Texte intégral
Monsieur le Président,
Mesdames, Messieurs les députés,
Mesdames, Messieurs,
C'est avec plaisir que je viens aujourd'hui devant la Commission des Affaires économiques et la Délégation pour l'Union Européenne de votre Assemblée, faire avec vous le point des négociations européennes et internationales concernant l'agriculture, et vous présenter leur perspectives d'évolution dans les semaines et les mois qui viennent.
Rien de ce qui se passe à Bruxelles depuis plusieurs mois n'est compréhensible s'il n'est pas mis en rapport avec les discussions devant l'Organisation Mondiale du Commerce (OMC).
Sous des abords très techniques, savamment entretenus par le cercle très fermé des experts et des négociateurs, les discussions en cours marquent un affrontement entre deux grandes conceptions politiques et économiques de l'agriculture.
Il y a, d'une part, celle de l'Union européenne, fondée sur la promotion du modèle d'une agriculture " économiquement forte et écologiquement responsable ", attachée à la prise en compte des différentes formes d'agriculture, à la vitalité des territoires et soucieuse du développement des pays les plus pauvres.
Il y a, d'autre part, la conception du groupe de Cairns, qui réunit les grandes puissances exportatrices agricoles du monde, qui voit en l'agriculture une activité industrielle, au même titre que l'automobile ou les biens de consommation. Leur objectif est simple : obtenir l'interdiction des politiques agricoles et faire en sorte que les règles commerciales internationales consacrent la domination sans partage du marché.

EXERCICES:
**a)** Répondez à ces questions sur le discours consacré aux négociations agricoles :
(i) Devant quelles instances de l'Assemblée l'orateur s'exprime-t-il ?
(ii) Avec quelles discussions faut-il mettre en rapport ce qui se passe à Bruxelles ?
(iii) Qui le groupe de Cairns réunit-il ?
**b)** Ces affirmations sont-elles conformes au discours consacré aux négociations agricoles ? Répondez par oui ou par non et citez les mots qui tranchent.
(i) Le groupe de Cairns considère l'agriculture comme une activité industrielle.
(ii) Les discussions en cours n'ont qu'un enjeu technique, sans dimension politique.
(iii) La conception de l'Union européenne se préoccupe du développement des pays les plus pauvres.
**c)** Poursuivez le discours consacré aux négociations agricoles à partir de sa dernière phrase.

DONNÉES EXTRAITES:
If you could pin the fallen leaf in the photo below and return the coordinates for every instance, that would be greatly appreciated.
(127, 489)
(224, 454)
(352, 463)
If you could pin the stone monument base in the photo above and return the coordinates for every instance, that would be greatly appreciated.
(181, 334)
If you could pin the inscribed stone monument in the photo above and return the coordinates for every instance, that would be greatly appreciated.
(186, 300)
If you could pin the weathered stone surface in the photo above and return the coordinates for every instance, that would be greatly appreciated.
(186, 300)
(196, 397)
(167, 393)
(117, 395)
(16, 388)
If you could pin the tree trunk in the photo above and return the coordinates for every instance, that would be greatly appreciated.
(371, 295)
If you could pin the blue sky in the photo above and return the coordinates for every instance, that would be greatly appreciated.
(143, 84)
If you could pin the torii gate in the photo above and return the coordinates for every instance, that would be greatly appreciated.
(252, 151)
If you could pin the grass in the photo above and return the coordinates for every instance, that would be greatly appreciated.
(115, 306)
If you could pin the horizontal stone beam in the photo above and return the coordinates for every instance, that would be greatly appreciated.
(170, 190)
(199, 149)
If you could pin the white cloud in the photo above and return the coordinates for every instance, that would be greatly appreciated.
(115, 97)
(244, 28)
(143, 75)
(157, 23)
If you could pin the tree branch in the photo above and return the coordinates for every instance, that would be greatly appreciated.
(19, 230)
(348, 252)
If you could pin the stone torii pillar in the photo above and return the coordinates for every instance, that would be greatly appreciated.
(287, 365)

---

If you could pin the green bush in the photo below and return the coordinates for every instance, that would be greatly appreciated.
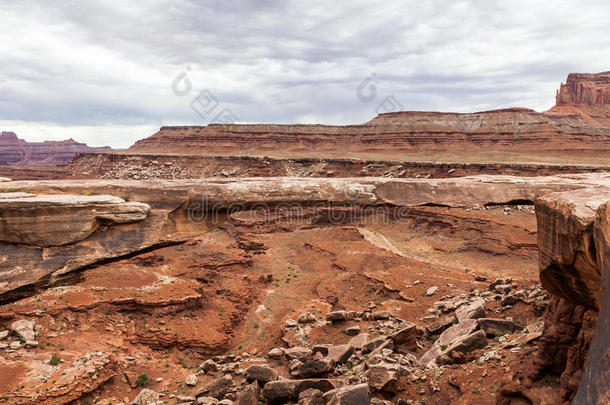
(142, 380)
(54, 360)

* * *

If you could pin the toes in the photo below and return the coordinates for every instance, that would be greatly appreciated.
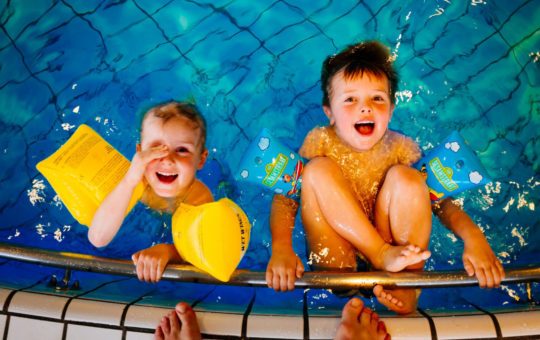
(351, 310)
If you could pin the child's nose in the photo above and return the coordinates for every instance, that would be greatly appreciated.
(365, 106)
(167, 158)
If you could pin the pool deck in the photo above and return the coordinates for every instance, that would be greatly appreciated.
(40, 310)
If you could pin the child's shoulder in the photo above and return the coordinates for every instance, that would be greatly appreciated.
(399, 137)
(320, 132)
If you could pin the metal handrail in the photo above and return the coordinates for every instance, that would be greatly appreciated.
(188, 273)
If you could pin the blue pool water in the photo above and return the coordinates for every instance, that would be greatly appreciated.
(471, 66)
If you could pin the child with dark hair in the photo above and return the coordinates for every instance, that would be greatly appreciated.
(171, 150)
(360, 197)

CORRIGÉ:
**a)**
(i) Devant la Commission des Affaires économiques et la Délégation pour l'Union Européenne.
(ii) Avec les discussions devant l'Organisation Mondiale du Commerce (OMC).
(iii) Les grandes puissances exportatrices agricoles du monde.

**b)**
(i) Oui : « qui voit en l'agriculture une activité industrielle, au même titre que l'automobile ou les biens de consommation ».
(ii) Non : « les discussions en cours marquent un affrontement entre deux grandes conceptions politiques et économiques de l'agriculture ».
(iii) Oui : « soucieuse du développement des pays les plus pauvres ».

**c)**
Dans ce contexte, le prétendu isolement de l'Europe à l'OMC relève du paradoxe : dans sa très grande majorité, la communauté internationale -et tout particulièrement le monde en développement - n'a pas intérêt à l'ultra-libéralisme agricole, les pays les plus pauvres soumis aux disciplines de l'ajustement structurel en ont trop fait l'amère expérience pour l'ignorer.
Alors, comment l'Europe en est-elle arrivée là ?
Tout d'abord, et on ne peut que le regretter, l'Europe n'a pas mené, ces dernières années, le combat des idées. Alors que le groupe de Cairns a engagé un formidable exercice de communication vis-à-vis des intellectuels, des économistes, des décideurs politiques et des relais d'opinion que sont les organisations non gouvernementales, dans les pays développés comme dans le monde en développement, l'Europe est restée l'arme au pied et a " rasé les murs ", en s'excusant d'exister.
Au point que, lorsqu'à ma prise de fonctions j'ai pris la plume dans la presse européenne avec six de mes collègues pour défendre la Politique Agricole Commune (PAC) des accusations outrancières dont elle est parfois l'objet, on m'a fait le reproche de ne pas suffisamment croire en la construction européenne.
Il n'est pas étonnant, dans ces conditions, que, faute pour l'Europe de leur avoir proposé une vision et son soutien, les pays en développement se soient progressivement ralliés au groupe de Cairns.
Ainsi, l'Europe s'est-elle résignée à cette présentation faisant de la PAC la source de tous les maux de la planète. Faute d'avoir fait entendre sa voix clairement et défendu ses intérêts avec détermination, elle a laissé se développer une alliance tactique entre les Etats-Unis et le groupe de Cairns.
Les Etats-Unis considèrent l'agriculture comme une activité stratégique, relevant de la sécurité nationale. Faisant preuve en cela d'un pragmatisme bienvenu, le Président George W. BUSH vient, après six ans d'expérience malheureuse, de faire marche arrière sur le découplage des aides et d'augmenter de 80 % le budget public consacré à l'agriculture.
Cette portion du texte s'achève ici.